Go through the data and retrieve each line that includes the string "turquoise".
┌─ RECORD SET
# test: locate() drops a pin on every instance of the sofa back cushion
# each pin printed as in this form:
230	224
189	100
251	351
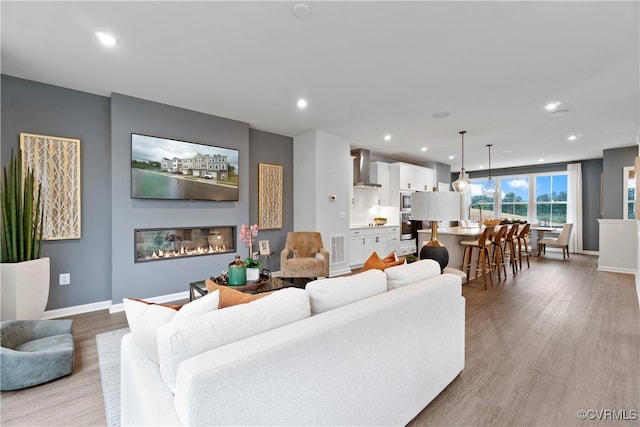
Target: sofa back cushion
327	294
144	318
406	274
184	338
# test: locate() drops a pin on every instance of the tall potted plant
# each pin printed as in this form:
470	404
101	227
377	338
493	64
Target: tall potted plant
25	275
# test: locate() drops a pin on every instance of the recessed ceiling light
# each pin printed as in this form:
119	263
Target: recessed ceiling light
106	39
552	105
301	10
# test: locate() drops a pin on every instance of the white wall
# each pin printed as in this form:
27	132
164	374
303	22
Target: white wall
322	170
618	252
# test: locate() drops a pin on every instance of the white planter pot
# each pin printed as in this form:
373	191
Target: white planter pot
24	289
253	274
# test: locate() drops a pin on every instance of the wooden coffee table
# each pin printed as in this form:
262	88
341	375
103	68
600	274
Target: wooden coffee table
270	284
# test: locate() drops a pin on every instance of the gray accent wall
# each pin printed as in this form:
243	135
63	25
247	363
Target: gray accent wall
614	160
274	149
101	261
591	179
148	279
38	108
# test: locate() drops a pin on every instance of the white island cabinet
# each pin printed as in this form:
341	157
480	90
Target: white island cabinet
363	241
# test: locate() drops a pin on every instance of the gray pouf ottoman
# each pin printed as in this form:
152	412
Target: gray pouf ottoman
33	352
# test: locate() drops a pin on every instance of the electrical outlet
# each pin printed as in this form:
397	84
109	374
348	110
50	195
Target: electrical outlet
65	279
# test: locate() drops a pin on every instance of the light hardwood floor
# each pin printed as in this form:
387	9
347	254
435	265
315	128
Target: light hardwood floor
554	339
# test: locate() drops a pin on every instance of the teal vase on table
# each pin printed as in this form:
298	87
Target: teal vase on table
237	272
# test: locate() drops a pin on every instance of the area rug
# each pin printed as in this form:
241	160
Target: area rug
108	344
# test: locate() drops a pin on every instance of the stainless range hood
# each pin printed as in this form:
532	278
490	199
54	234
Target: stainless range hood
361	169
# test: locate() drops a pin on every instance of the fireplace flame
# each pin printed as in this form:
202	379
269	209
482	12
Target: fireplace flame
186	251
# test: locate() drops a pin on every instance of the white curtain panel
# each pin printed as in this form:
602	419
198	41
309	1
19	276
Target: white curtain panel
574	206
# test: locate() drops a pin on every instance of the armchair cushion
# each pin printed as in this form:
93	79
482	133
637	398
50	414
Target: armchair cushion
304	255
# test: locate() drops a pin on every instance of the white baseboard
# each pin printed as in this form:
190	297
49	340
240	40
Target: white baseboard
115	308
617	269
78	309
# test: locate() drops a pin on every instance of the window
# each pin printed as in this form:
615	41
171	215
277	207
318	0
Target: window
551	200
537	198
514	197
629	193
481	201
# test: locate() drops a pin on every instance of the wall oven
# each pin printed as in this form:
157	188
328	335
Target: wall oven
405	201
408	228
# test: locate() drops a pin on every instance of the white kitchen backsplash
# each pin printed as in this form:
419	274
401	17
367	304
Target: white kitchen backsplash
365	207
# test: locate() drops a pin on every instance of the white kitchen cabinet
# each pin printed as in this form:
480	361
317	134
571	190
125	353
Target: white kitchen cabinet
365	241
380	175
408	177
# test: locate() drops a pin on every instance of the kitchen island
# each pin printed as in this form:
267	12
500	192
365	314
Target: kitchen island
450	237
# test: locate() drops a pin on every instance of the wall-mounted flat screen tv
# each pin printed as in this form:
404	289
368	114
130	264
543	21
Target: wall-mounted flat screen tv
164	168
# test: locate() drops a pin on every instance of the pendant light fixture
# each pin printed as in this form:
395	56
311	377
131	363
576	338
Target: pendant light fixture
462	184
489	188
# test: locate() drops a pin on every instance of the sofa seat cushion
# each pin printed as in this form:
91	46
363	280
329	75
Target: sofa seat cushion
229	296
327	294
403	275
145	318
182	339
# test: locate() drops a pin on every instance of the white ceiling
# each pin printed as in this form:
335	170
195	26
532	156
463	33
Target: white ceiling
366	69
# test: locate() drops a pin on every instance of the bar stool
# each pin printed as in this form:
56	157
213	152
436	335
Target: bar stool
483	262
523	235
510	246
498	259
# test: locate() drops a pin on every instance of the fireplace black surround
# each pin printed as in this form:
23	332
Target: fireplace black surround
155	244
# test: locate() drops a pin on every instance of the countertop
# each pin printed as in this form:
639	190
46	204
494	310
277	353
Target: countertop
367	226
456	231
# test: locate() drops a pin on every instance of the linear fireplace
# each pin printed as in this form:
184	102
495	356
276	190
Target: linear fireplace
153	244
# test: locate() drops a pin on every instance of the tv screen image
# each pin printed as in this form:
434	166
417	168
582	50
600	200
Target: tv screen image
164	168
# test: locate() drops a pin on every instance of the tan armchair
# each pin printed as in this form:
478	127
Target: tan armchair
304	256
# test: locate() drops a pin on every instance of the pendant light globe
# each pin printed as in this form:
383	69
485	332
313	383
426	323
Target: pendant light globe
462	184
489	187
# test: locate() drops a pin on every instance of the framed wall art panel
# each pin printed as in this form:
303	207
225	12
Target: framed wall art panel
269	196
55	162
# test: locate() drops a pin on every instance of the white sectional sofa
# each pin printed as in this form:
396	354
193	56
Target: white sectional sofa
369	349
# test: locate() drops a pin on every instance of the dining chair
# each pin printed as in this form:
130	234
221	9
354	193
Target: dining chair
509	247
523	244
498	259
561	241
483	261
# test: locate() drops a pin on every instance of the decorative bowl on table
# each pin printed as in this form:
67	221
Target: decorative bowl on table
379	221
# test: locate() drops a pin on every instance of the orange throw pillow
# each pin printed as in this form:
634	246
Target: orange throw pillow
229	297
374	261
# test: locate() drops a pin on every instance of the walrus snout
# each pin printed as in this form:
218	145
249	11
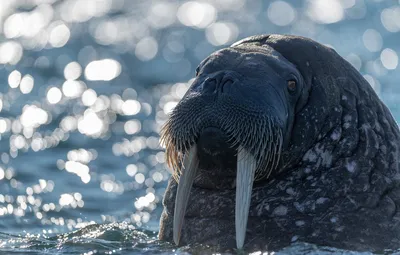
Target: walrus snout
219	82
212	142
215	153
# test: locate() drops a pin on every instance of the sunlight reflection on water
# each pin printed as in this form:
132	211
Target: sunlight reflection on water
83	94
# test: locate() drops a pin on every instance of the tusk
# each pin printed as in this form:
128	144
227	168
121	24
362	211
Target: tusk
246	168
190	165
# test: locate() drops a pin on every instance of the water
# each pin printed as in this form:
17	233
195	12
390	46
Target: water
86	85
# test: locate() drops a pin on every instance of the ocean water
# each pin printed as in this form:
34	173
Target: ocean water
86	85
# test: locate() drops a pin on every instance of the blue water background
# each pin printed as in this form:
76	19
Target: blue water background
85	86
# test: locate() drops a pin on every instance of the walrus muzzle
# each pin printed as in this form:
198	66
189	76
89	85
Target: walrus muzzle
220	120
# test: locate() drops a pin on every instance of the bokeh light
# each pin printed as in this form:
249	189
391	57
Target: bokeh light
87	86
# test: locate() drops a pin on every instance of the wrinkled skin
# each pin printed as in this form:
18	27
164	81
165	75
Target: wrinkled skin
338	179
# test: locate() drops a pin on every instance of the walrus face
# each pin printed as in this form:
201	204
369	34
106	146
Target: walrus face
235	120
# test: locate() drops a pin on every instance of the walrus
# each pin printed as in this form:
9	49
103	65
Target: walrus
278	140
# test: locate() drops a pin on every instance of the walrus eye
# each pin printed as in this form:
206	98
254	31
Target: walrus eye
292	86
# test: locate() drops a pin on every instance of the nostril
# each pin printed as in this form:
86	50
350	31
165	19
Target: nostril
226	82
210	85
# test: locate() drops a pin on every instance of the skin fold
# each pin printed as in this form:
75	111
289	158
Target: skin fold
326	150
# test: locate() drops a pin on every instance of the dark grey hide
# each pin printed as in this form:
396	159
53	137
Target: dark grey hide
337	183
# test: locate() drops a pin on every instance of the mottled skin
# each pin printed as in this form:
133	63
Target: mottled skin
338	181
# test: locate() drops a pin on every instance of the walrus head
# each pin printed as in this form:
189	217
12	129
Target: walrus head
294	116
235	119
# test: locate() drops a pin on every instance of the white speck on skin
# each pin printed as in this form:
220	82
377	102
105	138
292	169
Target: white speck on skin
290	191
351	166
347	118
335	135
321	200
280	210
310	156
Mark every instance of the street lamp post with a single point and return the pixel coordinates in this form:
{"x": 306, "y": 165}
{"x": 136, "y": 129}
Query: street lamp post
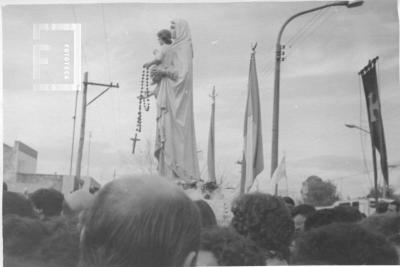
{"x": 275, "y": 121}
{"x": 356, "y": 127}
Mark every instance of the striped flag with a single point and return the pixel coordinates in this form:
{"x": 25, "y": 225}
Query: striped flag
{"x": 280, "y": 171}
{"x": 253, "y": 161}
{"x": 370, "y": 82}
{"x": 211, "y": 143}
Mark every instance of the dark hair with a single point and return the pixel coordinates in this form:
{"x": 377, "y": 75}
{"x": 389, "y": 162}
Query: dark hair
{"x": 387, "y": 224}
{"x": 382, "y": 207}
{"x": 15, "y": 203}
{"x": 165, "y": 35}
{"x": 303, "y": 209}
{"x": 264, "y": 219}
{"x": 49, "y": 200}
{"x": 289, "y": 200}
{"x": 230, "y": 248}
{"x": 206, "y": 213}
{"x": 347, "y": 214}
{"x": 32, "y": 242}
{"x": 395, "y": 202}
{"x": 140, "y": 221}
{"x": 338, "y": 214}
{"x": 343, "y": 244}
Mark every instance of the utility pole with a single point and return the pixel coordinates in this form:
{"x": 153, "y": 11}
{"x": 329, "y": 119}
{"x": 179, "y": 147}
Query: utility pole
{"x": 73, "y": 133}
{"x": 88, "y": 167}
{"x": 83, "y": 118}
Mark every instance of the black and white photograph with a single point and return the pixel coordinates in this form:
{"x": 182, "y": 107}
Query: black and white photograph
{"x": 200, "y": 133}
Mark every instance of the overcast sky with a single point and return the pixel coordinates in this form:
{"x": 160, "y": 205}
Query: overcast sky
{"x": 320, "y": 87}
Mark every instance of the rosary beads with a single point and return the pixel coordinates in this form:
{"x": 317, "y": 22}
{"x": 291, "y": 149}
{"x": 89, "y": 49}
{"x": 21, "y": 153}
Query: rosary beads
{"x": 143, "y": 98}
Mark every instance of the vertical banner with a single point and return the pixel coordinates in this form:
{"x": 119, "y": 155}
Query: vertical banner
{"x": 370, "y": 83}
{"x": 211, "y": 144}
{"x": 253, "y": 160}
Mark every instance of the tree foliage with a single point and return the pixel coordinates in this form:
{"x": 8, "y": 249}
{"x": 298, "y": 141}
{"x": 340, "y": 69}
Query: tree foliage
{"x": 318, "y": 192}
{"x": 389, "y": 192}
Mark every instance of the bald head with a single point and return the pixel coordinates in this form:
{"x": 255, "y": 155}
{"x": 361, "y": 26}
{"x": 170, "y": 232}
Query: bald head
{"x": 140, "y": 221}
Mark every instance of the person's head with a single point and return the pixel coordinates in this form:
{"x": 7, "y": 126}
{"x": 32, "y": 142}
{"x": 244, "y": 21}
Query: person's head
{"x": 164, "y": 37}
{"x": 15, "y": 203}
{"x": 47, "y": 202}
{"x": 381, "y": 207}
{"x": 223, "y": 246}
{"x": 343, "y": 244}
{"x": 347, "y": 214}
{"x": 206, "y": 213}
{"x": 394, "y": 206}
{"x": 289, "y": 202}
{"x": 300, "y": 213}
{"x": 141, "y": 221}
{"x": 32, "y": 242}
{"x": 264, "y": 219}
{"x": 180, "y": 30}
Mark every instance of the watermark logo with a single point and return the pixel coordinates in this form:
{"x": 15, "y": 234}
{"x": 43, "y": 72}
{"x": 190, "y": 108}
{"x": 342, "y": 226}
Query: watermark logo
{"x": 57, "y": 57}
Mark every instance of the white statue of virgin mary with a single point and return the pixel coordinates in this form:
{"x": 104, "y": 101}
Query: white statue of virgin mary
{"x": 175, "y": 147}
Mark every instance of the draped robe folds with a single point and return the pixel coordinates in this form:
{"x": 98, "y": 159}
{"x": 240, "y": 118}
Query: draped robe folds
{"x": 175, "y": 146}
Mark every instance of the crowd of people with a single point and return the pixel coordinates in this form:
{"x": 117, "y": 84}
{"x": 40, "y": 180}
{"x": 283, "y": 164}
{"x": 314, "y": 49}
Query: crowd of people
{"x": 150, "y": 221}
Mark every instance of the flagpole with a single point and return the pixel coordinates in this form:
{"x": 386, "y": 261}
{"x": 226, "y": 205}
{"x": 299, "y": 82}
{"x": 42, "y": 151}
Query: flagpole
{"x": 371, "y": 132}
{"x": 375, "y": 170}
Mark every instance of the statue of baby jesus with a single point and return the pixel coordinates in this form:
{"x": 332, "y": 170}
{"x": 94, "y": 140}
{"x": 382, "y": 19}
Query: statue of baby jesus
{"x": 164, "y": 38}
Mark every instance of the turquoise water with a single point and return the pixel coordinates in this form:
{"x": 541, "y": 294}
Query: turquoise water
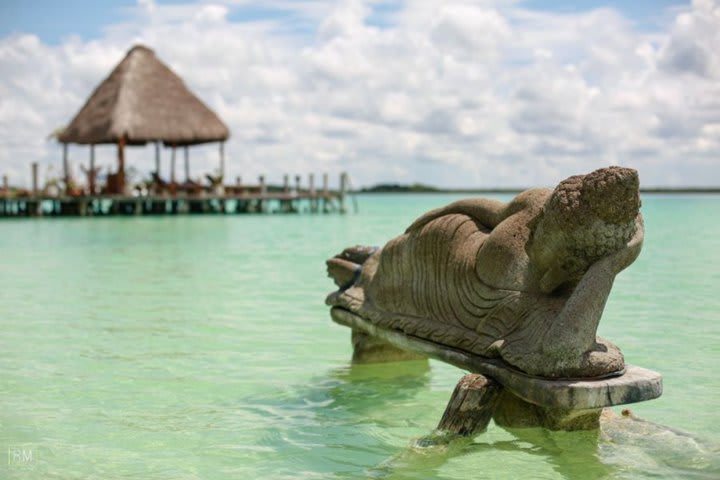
└─
RESPONSE AREA:
Mark every instance of the turquoise water with a single point and return the pixel coordinates in this form:
Query: turquoise water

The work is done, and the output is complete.